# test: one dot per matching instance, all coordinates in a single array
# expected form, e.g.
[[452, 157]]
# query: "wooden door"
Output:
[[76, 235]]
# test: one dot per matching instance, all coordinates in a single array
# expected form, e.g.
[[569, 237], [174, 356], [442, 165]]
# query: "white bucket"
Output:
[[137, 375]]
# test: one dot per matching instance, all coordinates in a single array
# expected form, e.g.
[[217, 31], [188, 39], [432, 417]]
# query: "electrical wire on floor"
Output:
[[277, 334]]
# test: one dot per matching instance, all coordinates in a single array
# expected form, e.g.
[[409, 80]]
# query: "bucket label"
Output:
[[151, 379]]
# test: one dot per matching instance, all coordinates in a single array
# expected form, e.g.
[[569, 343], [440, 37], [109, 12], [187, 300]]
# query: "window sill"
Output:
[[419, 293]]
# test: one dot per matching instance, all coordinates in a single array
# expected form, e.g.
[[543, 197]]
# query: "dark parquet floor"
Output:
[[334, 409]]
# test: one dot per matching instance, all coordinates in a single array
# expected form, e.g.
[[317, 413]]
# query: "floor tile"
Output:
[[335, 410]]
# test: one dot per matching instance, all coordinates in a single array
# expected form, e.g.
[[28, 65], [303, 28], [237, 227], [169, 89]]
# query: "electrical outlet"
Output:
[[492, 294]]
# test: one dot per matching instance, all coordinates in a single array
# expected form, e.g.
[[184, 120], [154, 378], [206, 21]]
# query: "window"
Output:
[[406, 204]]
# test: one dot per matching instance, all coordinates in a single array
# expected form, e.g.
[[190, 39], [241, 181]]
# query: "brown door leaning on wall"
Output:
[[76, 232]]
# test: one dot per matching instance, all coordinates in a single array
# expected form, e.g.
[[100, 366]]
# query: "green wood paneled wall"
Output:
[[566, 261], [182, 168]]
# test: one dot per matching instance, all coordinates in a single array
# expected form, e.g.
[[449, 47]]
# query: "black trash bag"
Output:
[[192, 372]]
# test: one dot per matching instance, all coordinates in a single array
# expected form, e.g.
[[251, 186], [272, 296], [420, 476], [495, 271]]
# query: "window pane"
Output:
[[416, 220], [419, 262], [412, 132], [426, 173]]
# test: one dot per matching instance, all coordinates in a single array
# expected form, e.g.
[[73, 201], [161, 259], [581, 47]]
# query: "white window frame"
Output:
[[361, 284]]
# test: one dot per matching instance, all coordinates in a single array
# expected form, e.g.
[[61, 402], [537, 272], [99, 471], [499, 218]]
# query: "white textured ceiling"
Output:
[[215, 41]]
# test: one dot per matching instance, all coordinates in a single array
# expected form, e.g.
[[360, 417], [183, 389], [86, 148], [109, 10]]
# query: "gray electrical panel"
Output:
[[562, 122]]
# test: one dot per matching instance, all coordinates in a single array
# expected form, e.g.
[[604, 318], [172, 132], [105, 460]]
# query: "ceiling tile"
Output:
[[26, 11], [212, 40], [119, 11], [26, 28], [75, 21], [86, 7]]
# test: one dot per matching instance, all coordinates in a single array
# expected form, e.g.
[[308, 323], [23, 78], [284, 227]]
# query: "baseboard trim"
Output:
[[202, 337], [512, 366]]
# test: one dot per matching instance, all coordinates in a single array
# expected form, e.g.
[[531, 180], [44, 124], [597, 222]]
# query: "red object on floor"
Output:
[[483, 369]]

————————

**Written task**
Copy all of the rows above word for word, with no changes.

**Solution for this problem**
# test: one dot per matching instance, all coordinates in a single array
# expected form, e.g.
[[452, 157]]
# query: "wooden door"
Output:
[[76, 235]]
# test: one dot per matching instance, all coordinates in a single array
# expected form, e.g.
[[569, 237], [174, 356], [442, 165]]
# query: "white bucket"
Output:
[[137, 375]]
# test: one dot per matching instance, all coordinates in a single array
# expected form, e.g.
[[217, 31], [188, 39], [432, 417]]
# query: "electrical wire on floor"
Output:
[[277, 334]]
# test: one dot per matching instance, all coordinates in a single array
# expected form, e.g.
[[409, 80]]
# query: "bucket label"
Output:
[[151, 379]]
# test: one dot per matching instance, all coordinates in a single array
# expected form, e.g.
[[569, 343], [440, 37], [109, 12], [187, 300]]
# query: "window sill"
Output:
[[419, 293]]
# test: one dot per matching instance, all coordinates in a single array
# expected form, e.g.
[[543, 197]]
# query: "dark parquet floor"
Output:
[[334, 409]]
# test: one dot per matching instance, all coordinates in a single array
# expected form, e.g.
[[317, 413]]
# query: "floor tile"
Output:
[[335, 410]]
# test: one dot per matching instance, all coordinates in a single array
# expected form, e.g.
[[28, 65], [303, 28], [237, 227], [169, 89]]
# query: "electrical outlet"
Output:
[[492, 294]]
# test: one dot per matching instance, all coordinates in a single array
# expected form, e.g.
[[184, 120], [154, 378], [206, 21]]
# query: "window"
Output:
[[406, 204]]
# test: one dot per matching instance, all coordinates in a single array
# expected form, e.g.
[[190, 39], [241, 181]]
# query: "brown door leaning on wall"
Output:
[[76, 232]]
# test: one dot per matching instance, all coordinates in a single array
# expected form, e.g.
[[100, 366]]
# query: "green wood paneled wall"
Output:
[[566, 261], [182, 168]]
# test: one dot per matching instance, all coordinates in a single array
# expected form, e.g.
[[449, 47]]
# query: "black trash bag"
Output:
[[192, 372]]
# test: one dot per matching instance, all coordinates in a single array
# expected form, e.g.
[[251, 186], [272, 296], [420, 476], [495, 271]]
# query: "window pane"
Output:
[[416, 220], [419, 262], [412, 132], [426, 173]]
# test: one dot per matching instance, all coordinates in a single array
# expected form, e.g.
[[73, 201], [161, 259], [581, 47]]
# query: "white window frame"
Output:
[[361, 284]]
# test: one dot per matching instance, all coordinates in a single array
# expected form, e.g.
[[61, 402], [537, 272], [99, 471], [499, 218]]
# query: "white textured ceiling"
Output:
[[215, 41]]
# test: one dot per matching instance, all coordinates in a single array
# expected form, e.g.
[[360, 417], [183, 389], [86, 148], [109, 10]]
# query: "gray electrical panel"
Output:
[[562, 122]]
# test: one dot per matching instance, all coordinates in a single array
# expected form, e.g.
[[604, 318], [172, 132], [105, 460]]
# query: "ceiling tile"
Output:
[[26, 11], [212, 40], [119, 11], [26, 28], [75, 21], [86, 7]]
# test: one dot per matching instance, all coordinates in a single array
# expected form, e.g.
[[308, 323], [23, 78], [284, 227]]
# query: "baseboard trim"
Output:
[[202, 337], [512, 366]]
# test: one dot per matching instance, all coordinates in a single array
# expected form, e.g.
[[531, 180], [44, 124], [597, 222]]
# query: "red object on floor"
Output:
[[483, 369]]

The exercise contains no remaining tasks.